Start of Selected extract

Section 37(2) of the AAT Act includes a power to require a decision-maker to lodge additional documents “[w]here the Tribunal is of the opinion that …[those] other… documents…may be relevant to the review of the decision by the Tribunal…” (emphasis added). While s 14ZZF(1)(b) of the Administration Act modifies the way in which the Tribunal might go about calling for the documents in question, the criterion of relevance is still applicable where the Tribunal contemplates asking for additional documents that were not included in the T documents.
The use of the word ‘relevant’ in this context requires some further explanation. It is not enough that the document relate to or describe the taxpayer’s affairs. The power to require additional documents is not a discovery power. To be disclosable, the document must be relevant to the task at hand, which is establishing the taxpayer’s true assessable income. The taxpayer is generally in the best position to know what that is: the Commissioner’s officers conducting an audit are attempting to reconstruct what occurred, whereas the taxpayer is presumably familiar with its own affairs. The taxpayer usually has access to evidence that is relevant and probative. He would not ordinarily require the Commissioner’s assistance in working out the true state of those affairs. To the extent the audit report records the Commissioner’s impression of what occurred, it is evidence of the impression. But that is of limited assistance in the review.
There is a danger that prioritising the audit report will focus attention on the Commissioner’s decision-making process rather than on the substance of the decision. Having said that, there may be some point in accessing an audit report where there is a question over whether the Commissioner had a basis for his opinion that a taxpayer engaged in fraud or evasion or whether there was a scheme.
In any event, it is much easier to judge relevance when one is clear about the taxpayer’s case. That case is articulated in the statement of facts, issues and contentions. While there may be an argument for obtaining further documents from the Commissioner or others before the statement of facts, issues and contentions is compiled, the statement (and the Commissioner’s statement in reply) obviously provides a useful framework for analysis: see, generally, Hawkins v Commissioner of Taxation [2019] FCA 627 at [25]-[30] per Logan J. It will often make sense to wait for one or both statements to be provided before the Tribunal makes a decision about what is required in order to avoid the cost and complications associated with a context-less debate about relevance. Mr Peden, for the taxpayer, says waiting in this case might be inefficient since the taxpayer would prefer to produce a single document that articulated its case in more-or-less final form. The skirmishing over production of the documents in advance of the statement being prepared has probably dissipated any gains.

End of Selected extract

**Task to complete**
Copy the passage on relevant documents, beginning at the words "There is a danger" and stopping after "was a scheme.", and swap "audit report" for "investigation report" throughout that part.

Start of Raw records

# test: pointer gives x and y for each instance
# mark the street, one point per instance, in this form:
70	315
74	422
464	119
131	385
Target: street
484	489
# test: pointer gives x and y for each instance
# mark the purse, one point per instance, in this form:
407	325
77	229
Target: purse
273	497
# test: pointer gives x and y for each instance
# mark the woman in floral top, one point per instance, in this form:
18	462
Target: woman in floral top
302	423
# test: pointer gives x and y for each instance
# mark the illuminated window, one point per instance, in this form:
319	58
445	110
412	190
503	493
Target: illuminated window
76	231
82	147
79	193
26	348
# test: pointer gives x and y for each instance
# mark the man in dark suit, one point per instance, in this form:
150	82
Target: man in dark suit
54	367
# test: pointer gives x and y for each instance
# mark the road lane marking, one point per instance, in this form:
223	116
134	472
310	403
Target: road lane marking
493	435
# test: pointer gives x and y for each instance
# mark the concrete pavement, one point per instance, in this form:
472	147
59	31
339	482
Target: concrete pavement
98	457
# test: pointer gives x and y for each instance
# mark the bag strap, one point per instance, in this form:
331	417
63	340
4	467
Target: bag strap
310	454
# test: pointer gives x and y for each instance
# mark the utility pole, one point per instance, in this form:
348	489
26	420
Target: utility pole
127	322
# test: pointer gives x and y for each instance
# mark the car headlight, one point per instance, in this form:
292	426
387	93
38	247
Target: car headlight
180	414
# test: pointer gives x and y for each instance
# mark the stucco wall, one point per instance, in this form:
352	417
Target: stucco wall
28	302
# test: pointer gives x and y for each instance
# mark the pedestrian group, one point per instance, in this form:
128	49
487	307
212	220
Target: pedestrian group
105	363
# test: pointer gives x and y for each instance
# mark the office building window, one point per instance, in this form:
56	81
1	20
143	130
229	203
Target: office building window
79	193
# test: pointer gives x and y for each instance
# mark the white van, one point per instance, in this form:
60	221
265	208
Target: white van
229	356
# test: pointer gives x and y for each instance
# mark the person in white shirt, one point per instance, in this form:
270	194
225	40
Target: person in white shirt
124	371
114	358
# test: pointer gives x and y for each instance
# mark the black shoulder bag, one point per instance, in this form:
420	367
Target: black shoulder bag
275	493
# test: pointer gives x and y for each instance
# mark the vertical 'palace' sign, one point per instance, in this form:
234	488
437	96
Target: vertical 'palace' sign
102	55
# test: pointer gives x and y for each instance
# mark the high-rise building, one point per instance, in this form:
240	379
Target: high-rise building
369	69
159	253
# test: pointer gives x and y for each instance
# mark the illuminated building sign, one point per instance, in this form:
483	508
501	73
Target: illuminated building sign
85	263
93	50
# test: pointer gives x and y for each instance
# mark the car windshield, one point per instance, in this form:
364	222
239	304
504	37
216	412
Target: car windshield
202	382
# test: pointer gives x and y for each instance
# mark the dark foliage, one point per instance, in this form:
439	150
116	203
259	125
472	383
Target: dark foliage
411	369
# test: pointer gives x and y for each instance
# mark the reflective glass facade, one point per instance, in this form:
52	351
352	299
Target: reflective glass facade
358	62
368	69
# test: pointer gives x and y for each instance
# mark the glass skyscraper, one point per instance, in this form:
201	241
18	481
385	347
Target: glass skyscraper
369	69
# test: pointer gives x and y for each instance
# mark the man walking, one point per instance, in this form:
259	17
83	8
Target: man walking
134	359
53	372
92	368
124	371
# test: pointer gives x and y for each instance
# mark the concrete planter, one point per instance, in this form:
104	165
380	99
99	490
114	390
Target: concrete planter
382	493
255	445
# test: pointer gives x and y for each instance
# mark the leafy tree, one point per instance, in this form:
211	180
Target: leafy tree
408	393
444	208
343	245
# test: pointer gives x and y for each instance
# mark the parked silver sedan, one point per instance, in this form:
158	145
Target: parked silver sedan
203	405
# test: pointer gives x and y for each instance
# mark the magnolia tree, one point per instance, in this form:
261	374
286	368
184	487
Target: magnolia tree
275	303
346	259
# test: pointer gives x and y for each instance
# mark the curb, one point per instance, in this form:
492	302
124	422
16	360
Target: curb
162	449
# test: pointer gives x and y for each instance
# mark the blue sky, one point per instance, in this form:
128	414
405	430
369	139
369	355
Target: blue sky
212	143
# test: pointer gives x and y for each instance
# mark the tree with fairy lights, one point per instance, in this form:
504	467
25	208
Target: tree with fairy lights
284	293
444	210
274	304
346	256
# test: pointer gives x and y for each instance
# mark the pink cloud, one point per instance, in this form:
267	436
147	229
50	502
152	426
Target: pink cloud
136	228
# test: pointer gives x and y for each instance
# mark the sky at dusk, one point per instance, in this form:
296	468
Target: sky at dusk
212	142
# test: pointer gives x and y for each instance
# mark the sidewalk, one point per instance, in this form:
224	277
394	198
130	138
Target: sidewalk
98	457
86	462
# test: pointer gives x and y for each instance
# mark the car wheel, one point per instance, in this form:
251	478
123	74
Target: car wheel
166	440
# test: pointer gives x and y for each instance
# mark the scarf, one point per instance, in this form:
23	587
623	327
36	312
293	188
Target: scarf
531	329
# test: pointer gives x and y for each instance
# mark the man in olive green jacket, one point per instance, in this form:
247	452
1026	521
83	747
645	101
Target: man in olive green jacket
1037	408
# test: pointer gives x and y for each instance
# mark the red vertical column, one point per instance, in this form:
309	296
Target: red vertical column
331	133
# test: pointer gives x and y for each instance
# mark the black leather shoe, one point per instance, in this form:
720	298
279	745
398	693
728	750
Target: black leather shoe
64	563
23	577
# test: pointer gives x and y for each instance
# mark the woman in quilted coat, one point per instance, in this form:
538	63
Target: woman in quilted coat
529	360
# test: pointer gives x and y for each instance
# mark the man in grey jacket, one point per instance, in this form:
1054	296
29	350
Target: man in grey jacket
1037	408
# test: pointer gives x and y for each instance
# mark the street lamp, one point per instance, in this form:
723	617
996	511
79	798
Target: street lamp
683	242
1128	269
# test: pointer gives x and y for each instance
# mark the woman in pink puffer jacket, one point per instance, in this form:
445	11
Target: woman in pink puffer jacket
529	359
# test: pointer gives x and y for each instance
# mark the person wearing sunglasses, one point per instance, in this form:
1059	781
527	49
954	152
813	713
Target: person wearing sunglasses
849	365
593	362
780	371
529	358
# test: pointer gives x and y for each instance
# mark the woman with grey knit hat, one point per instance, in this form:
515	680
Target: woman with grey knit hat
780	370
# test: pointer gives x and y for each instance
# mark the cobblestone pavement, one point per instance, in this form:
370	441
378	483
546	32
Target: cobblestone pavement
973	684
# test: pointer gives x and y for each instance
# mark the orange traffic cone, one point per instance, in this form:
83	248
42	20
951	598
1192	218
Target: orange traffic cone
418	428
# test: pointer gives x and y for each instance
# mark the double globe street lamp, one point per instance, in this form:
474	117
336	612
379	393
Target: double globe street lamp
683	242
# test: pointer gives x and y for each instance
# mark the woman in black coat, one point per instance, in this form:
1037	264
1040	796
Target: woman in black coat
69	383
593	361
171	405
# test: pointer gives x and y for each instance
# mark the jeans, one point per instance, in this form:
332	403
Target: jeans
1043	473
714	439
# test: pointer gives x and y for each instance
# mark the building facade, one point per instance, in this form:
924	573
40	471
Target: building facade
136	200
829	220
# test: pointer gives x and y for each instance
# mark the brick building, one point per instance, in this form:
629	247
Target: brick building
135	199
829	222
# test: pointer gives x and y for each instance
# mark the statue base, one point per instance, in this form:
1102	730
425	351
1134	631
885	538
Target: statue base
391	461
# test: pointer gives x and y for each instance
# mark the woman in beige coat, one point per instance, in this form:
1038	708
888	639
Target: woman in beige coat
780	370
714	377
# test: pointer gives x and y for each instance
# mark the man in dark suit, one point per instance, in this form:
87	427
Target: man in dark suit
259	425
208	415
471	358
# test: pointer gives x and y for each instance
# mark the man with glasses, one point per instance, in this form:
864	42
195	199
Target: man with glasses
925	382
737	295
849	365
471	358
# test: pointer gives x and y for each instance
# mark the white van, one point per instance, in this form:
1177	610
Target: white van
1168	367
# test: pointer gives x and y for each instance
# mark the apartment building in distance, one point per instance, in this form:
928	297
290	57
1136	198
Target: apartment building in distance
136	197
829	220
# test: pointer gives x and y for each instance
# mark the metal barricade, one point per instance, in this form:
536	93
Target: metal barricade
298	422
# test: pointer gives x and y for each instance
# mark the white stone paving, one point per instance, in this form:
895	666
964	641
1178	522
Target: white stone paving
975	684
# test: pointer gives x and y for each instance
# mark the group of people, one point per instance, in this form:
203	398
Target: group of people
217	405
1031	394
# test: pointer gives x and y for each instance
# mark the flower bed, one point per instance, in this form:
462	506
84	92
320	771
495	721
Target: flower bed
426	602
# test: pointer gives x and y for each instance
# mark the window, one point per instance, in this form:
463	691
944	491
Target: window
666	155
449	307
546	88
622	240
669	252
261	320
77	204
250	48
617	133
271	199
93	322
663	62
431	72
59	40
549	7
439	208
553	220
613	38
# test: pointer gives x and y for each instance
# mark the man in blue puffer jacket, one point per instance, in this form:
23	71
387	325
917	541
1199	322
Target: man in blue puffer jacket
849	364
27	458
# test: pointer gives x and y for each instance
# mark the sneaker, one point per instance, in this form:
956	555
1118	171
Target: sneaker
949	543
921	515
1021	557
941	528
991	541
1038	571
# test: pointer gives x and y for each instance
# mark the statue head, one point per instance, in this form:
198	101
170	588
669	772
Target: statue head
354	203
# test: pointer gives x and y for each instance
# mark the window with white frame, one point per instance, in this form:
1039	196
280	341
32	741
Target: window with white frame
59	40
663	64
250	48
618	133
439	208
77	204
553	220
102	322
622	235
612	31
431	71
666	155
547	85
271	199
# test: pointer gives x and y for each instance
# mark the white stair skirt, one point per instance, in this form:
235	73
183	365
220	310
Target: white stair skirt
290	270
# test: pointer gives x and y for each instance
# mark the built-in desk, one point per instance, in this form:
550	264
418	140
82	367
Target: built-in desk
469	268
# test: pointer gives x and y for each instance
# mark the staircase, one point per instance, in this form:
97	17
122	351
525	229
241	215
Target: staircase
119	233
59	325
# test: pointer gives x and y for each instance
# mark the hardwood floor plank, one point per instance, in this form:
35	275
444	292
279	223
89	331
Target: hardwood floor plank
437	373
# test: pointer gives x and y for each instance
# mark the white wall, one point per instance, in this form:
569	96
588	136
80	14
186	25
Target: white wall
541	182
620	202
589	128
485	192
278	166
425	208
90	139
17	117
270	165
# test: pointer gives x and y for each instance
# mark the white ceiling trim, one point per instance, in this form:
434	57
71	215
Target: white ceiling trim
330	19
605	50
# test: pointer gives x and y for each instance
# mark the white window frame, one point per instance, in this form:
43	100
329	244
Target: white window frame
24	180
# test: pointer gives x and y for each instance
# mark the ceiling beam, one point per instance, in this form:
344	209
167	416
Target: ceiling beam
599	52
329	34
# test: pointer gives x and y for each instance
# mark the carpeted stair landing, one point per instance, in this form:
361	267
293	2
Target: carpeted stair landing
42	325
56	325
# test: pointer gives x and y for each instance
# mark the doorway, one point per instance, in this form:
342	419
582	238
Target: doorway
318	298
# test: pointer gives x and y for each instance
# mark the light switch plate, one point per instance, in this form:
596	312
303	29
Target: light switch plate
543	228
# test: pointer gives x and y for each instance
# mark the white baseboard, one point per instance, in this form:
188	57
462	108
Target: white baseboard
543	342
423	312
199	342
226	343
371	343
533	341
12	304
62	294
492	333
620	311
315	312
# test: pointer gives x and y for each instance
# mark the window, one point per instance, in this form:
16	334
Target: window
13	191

End of Raw records

**Exercise answer**
There is a danger that prioritising the investigation report will focus attention on the Commissioner’s decision-making process rather than on the substance of the decision. Having said that, there may be some point in accessing an investigation report where there is a question over whether the Commissioner had a basis for his opinion that a taxpayer engaged in fraud or evasion or whether there was a scheme.